| DESCRIPTION OF THE TASK |
Please rewrite the lines between the one holding "The client would like the bare" and the one holding "xmin=125 ymin=153 xmax=142 ymax=173", inclusive, putting "customer" wherever "client" appears and changing nothing else.

(begin)

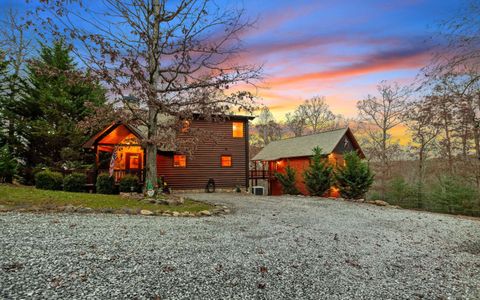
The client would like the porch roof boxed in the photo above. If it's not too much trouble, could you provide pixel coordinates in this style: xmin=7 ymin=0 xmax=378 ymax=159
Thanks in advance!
xmin=83 ymin=121 xmax=145 ymax=149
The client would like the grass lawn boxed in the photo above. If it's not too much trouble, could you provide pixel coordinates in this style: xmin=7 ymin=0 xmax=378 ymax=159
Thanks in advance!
xmin=0 ymin=184 xmax=215 ymax=213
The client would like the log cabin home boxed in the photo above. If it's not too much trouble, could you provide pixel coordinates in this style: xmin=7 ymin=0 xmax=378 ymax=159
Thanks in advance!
xmin=83 ymin=115 xmax=253 ymax=191
xmin=249 ymin=127 xmax=365 ymax=197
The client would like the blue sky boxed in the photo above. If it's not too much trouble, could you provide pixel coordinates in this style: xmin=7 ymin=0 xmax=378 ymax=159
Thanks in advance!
xmin=0 ymin=0 xmax=467 ymax=118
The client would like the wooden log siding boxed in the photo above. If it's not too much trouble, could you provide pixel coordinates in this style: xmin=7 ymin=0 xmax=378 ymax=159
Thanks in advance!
xmin=157 ymin=119 xmax=248 ymax=190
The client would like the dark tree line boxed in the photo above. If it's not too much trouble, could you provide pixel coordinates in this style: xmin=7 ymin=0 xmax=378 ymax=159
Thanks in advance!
xmin=0 ymin=33 xmax=106 ymax=183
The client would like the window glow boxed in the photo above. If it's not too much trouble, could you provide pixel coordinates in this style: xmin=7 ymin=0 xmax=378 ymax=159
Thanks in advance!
xmin=220 ymin=155 xmax=232 ymax=168
xmin=173 ymin=154 xmax=187 ymax=168
xmin=232 ymin=122 xmax=243 ymax=138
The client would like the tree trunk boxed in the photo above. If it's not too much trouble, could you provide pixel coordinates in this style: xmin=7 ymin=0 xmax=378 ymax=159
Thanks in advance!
xmin=145 ymin=107 xmax=157 ymax=186
xmin=145 ymin=0 xmax=160 ymax=188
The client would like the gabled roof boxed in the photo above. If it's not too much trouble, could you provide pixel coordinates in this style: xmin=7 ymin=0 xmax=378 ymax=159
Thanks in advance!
xmin=252 ymin=127 xmax=364 ymax=161
xmin=83 ymin=121 xmax=145 ymax=148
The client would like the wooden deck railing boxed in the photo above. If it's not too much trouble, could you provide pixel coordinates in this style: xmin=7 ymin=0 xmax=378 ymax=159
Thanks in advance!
xmin=98 ymin=169 xmax=144 ymax=183
xmin=249 ymin=170 xmax=272 ymax=179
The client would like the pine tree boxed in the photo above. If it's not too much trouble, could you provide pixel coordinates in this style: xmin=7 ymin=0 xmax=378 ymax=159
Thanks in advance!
xmin=0 ymin=144 xmax=18 ymax=183
xmin=22 ymin=40 xmax=105 ymax=171
xmin=303 ymin=147 xmax=333 ymax=196
xmin=335 ymin=151 xmax=374 ymax=199
xmin=275 ymin=165 xmax=300 ymax=195
xmin=0 ymin=51 xmax=8 ymax=146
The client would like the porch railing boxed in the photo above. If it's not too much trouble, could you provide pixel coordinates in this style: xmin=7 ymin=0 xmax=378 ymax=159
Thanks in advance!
xmin=98 ymin=169 xmax=144 ymax=183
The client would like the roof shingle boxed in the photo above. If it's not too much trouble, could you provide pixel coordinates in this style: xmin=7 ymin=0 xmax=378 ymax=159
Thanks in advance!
xmin=252 ymin=127 xmax=349 ymax=160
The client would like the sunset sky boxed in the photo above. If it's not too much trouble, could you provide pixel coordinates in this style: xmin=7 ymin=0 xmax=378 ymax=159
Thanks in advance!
xmin=0 ymin=0 xmax=466 ymax=119
xmin=222 ymin=0 xmax=465 ymax=119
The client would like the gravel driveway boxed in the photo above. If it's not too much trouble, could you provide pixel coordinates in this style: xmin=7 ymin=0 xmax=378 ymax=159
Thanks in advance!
xmin=0 ymin=194 xmax=480 ymax=299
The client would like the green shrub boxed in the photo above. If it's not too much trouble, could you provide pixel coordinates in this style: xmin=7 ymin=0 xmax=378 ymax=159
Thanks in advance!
xmin=303 ymin=147 xmax=334 ymax=196
xmin=120 ymin=174 xmax=139 ymax=193
xmin=429 ymin=176 xmax=479 ymax=214
xmin=96 ymin=173 xmax=116 ymax=194
xmin=275 ymin=165 xmax=300 ymax=195
xmin=63 ymin=173 xmax=87 ymax=192
xmin=35 ymin=170 xmax=63 ymax=190
xmin=0 ymin=145 xmax=18 ymax=183
xmin=335 ymin=151 xmax=374 ymax=199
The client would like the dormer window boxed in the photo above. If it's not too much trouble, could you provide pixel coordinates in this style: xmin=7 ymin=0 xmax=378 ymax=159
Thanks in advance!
xmin=232 ymin=122 xmax=243 ymax=138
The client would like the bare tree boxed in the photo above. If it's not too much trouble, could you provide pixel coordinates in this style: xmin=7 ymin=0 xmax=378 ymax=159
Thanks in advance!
xmin=423 ymin=0 xmax=480 ymax=94
xmin=255 ymin=106 xmax=282 ymax=146
xmin=357 ymin=81 xmax=408 ymax=197
xmin=298 ymin=96 xmax=335 ymax=133
xmin=404 ymin=101 xmax=440 ymax=208
xmin=32 ymin=0 xmax=260 ymax=188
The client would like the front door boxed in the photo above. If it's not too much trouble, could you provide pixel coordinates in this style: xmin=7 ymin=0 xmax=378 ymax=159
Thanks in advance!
xmin=125 ymin=153 xmax=142 ymax=173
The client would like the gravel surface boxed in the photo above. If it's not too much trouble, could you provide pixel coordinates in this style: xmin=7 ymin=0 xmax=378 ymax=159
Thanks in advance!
xmin=0 ymin=194 xmax=480 ymax=299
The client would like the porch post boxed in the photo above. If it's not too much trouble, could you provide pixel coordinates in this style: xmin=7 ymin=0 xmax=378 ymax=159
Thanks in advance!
xmin=93 ymin=143 xmax=100 ymax=192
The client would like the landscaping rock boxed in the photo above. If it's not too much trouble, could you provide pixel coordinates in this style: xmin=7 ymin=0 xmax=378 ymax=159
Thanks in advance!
xmin=74 ymin=207 xmax=93 ymax=213
xmin=140 ymin=209 xmax=153 ymax=216
xmin=374 ymin=200 xmax=389 ymax=206
xmin=199 ymin=210 xmax=212 ymax=216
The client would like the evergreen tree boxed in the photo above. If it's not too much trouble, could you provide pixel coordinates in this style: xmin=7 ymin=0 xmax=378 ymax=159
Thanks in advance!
xmin=275 ymin=165 xmax=300 ymax=195
xmin=0 ymin=51 xmax=8 ymax=146
xmin=335 ymin=151 xmax=374 ymax=199
xmin=303 ymin=147 xmax=334 ymax=196
xmin=0 ymin=144 xmax=18 ymax=183
xmin=22 ymin=40 xmax=105 ymax=176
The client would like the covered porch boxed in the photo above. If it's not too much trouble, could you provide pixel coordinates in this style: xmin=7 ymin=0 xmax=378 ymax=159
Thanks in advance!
xmin=84 ymin=122 xmax=145 ymax=184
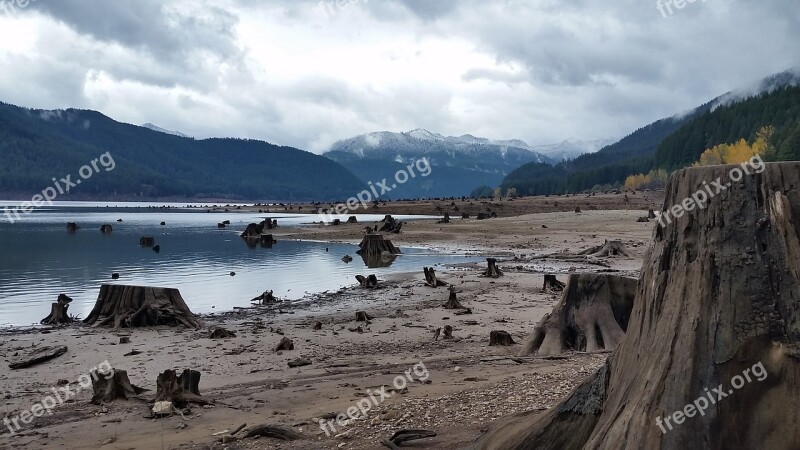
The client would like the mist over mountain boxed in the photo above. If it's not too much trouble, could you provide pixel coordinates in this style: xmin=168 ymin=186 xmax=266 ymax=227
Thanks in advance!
xmin=0 ymin=103 xmax=364 ymax=201
xmin=324 ymin=129 xmax=556 ymax=198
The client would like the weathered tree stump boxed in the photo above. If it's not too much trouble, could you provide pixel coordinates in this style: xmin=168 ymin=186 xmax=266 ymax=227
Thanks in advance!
xmin=578 ymin=239 xmax=631 ymax=258
xmin=356 ymin=274 xmax=378 ymax=289
xmin=250 ymin=291 xmax=280 ymax=306
xmin=275 ymin=336 xmax=294 ymax=352
xmin=8 ymin=345 xmax=67 ymax=369
xmin=520 ymin=273 xmax=637 ymax=356
xmin=155 ymin=369 xmax=211 ymax=408
xmin=482 ymin=258 xmax=503 ymax=278
xmin=489 ymin=330 xmax=516 ymax=346
xmin=542 ymin=274 xmax=566 ymax=292
xmin=91 ymin=369 xmax=147 ymax=405
xmin=41 ymin=294 xmax=72 ymax=325
xmin=356 ymin=311 xmax=372 ymax=322
xmin=473 ymin=162 xmax=800 ymax=450
xmin=422 ymin=267 xmax=447 ymax=287
xmin=356 ymin=234 xmax=401 ymax=255
xmin=442 ymin=325 xmax=453 ymax=339
xmin=83 ymin=284 xmax=201 ymax=328
xmin=443 ymin=285 xmax=464 ymax=309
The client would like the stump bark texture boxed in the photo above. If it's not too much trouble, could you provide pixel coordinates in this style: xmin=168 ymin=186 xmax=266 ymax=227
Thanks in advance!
xmin=83 ymin=284 xmax=201 ymax=328
xmin=474 ymin=162 xmax=800 ymax=450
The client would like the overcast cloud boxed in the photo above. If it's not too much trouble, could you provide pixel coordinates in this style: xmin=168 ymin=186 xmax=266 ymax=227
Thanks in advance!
xmin=0 ymin=0 xmax=800 ymax=153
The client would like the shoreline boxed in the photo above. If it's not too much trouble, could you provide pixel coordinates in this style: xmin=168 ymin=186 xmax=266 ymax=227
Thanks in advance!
xmin=0 ymin=201 xmax=664 ymax=450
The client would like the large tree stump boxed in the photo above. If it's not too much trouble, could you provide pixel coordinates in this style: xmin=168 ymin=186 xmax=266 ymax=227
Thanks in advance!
xmin=91 ymin=369 xmax=147 ymax=405
xmin=520 ymin=273 xmax=637 ymax=356
xmin=422 ymin=267 xmax=447 ymax=287
xmin=41 ymin=294 xmax=72 ymax=325
xmin=482 ymin=258 xmax=503 ymax=278
xmin=542 ymin=274 xmax=566 ymax=292
xmin=474 ymin=162 xmax=800 ymax=450
xmin=356 ymin=234 xmax=401 ymax=255
xmin=83 ymin=284 xmax=201 ymax=328
xmin=155 ymin=369 xmax=211 ymax=408
xmin=578 ymin=239 xmax=631 ymax=258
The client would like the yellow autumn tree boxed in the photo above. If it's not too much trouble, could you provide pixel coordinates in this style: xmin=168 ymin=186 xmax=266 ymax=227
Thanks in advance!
xmin=694 ymin=126 xmax=775 ymax=167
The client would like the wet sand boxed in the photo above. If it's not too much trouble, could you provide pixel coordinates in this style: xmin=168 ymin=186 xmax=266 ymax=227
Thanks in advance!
xmin=0 ymin=193 xmax=661 ymax=449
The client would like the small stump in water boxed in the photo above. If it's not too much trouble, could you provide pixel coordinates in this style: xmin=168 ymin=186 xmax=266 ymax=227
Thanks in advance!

(end)

| RESULT OF THE TASK |
The customer would like the bare tree boxed in the photo above. If it's not too much trouble, could you provide pixel coordinates in this style: xmin=7 ymin=0 xmax=378 ymax=159
Thanks in advance!
xmin=423 ymin=0 xmax=480 ymax=94
xmin=255 ymin=106 xmax=282 ymax=146
xmin=357 ymin=81 xmax=408 ymax=197
xmin=298 ymin=96 xmax=335 ymax=133
xmin=404 ymin=101 xmax=440 ymax=208
xmin=32 ymin=0 xmax=260 ymax=188
The customer would like the front door boxed in the photo above. If it's not too much trouble, could you provide pixel coordinates in this style: xmin=7 ymin=0 xmax=378 ymax=159
Thanks in advance!
xmin=125 ymin=153 xmax=142 ymax=173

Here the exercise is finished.